#### [Given instruction]
From the listing below, pick out every line that contains the word "yellow" and copy each of those lines.

----

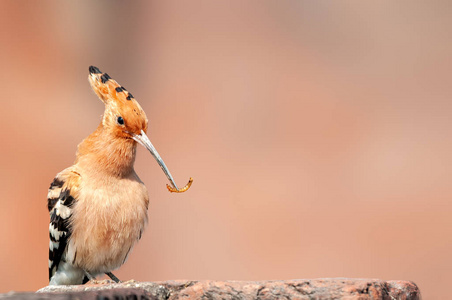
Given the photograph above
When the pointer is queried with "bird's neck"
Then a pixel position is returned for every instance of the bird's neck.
(104, 153)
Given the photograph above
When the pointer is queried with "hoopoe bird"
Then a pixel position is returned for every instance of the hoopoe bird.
(98, 206)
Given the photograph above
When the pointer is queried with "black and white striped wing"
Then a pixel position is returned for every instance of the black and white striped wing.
(59, 203)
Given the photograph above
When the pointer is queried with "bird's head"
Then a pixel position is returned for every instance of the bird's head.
(123, 117)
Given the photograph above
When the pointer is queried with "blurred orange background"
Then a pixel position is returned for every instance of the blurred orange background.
(318, 134)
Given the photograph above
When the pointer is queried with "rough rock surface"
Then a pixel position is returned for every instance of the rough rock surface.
(329, 288)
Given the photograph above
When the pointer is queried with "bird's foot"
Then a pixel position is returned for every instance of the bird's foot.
(113, 277)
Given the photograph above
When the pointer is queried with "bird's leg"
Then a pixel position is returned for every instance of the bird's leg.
(113, 277)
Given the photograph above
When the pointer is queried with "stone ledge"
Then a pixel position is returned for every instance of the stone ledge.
(328, 288)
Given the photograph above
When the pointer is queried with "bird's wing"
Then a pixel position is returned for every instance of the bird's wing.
(61, 197)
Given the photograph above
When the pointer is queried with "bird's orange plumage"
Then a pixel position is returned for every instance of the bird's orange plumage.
(98, 206)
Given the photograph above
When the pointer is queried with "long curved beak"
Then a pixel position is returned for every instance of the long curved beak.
(144, 141)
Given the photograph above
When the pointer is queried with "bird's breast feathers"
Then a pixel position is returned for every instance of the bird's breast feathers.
(107, 220)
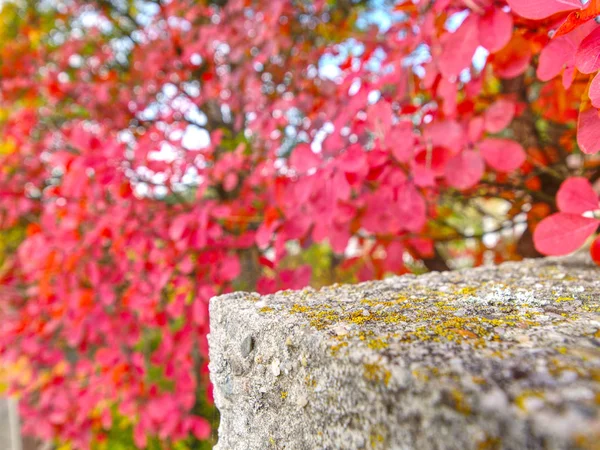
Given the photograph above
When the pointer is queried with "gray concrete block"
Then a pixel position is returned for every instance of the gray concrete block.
(505, 357)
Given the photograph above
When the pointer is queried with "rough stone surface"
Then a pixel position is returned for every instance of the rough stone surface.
(490, 358)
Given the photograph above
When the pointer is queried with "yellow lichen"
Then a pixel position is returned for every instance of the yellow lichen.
(376, 373)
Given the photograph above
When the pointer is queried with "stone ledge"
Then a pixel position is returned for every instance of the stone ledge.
(505, 357)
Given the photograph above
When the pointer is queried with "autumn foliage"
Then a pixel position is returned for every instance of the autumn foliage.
(154, 154)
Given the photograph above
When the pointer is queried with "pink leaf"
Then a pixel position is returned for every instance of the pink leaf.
(401, 141)
(447, 133)
(465, 170)
(576, 196)
(499, 115)
(495, 30)
(594, 92)
(459, 47)
(303, 158)
(588, 131)
(412, 208)
(540, 9)
(587, 58)
(563, 233)
(502, 155)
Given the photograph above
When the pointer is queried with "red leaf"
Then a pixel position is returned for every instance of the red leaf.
(412, 208)
(495, 29)
(558, 54)
(502, 155)
(540, 9)
(576, 196)
(303, 158)
(563, 233)
(588, 130)
(587, 58)
(578, 18)
(459, 47)
(499, 115)
(401, 141)
(465, 170)
(594, 92)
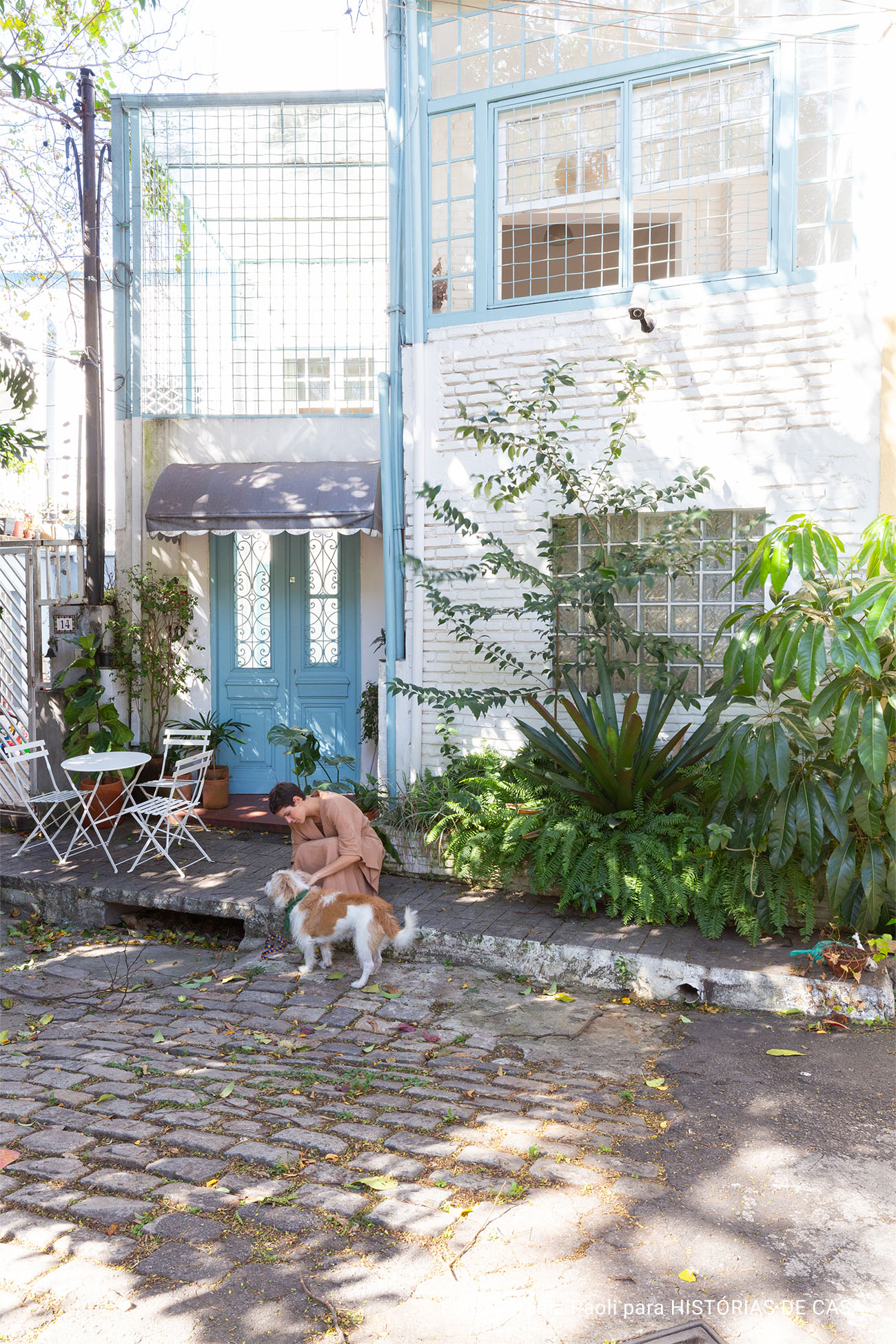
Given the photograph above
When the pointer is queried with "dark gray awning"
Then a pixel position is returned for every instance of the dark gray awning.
(265, 498)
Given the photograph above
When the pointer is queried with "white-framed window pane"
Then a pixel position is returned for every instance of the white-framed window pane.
(686, 608)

----

#### [Response to the exercise]
When the pointer is queried with "yellow lichen"
Then a pixel position is returned for every instance of the yellow lichen.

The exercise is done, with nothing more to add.